■ TASK INSTRUCTIONS:
Pull out every line of the data that contains the word "field", matching case exactly.

■ DATA ENTRIES:
##########

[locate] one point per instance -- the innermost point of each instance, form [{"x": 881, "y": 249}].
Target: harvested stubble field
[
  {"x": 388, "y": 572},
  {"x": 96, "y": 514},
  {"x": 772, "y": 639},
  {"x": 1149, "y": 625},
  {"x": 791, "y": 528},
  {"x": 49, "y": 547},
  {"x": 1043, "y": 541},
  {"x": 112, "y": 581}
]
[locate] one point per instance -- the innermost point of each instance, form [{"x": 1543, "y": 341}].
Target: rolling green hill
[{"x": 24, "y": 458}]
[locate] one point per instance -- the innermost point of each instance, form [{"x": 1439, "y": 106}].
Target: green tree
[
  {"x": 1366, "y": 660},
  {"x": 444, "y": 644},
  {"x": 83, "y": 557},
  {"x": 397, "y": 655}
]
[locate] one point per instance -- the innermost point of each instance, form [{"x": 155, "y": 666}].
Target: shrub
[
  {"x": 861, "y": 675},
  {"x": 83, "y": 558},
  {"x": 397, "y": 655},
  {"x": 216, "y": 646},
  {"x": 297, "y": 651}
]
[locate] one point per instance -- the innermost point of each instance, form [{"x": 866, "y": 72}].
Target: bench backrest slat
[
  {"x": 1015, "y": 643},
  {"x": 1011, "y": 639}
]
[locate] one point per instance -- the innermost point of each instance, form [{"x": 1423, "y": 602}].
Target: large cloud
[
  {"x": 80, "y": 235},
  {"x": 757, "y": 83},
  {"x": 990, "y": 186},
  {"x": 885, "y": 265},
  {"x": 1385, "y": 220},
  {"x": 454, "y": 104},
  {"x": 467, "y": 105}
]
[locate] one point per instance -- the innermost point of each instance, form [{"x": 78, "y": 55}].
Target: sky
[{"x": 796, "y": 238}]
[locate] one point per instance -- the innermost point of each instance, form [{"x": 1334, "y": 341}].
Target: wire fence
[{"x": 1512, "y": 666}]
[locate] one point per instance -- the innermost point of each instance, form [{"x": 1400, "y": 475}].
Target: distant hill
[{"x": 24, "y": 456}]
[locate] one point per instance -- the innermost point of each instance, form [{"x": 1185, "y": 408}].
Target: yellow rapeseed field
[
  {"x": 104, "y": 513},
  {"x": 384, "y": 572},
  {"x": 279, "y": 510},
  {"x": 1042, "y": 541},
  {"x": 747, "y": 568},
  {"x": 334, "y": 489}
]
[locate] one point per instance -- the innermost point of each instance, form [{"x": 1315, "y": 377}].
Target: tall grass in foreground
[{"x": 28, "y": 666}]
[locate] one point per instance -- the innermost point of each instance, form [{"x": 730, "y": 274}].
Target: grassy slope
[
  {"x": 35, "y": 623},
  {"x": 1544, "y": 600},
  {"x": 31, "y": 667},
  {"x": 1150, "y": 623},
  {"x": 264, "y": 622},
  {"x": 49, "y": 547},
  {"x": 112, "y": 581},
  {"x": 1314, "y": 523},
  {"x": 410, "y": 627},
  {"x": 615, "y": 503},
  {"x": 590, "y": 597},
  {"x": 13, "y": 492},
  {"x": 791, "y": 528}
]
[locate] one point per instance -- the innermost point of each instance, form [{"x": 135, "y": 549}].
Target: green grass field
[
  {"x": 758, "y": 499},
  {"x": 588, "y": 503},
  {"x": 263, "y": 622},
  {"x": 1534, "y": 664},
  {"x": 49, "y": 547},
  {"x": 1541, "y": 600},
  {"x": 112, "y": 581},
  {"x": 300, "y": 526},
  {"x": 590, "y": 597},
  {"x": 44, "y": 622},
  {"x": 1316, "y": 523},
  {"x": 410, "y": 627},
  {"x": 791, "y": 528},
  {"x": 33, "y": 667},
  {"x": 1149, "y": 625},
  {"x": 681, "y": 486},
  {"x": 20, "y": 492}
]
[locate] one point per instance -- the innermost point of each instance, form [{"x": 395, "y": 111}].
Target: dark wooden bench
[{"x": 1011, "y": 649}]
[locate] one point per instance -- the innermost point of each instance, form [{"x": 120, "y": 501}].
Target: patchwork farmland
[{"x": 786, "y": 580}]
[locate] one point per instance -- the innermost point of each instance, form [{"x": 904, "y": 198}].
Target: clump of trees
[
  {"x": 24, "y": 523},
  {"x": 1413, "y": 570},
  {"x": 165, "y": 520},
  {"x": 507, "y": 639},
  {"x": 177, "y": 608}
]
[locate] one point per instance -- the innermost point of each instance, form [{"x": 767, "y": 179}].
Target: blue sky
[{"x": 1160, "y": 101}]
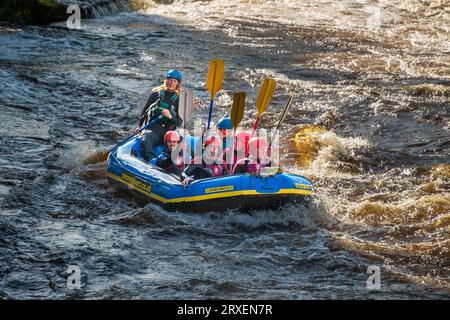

##########

■ CORRECT RESULT:
Target: harvested stubble field
Target: yellow rapeseed field
Target: green grass field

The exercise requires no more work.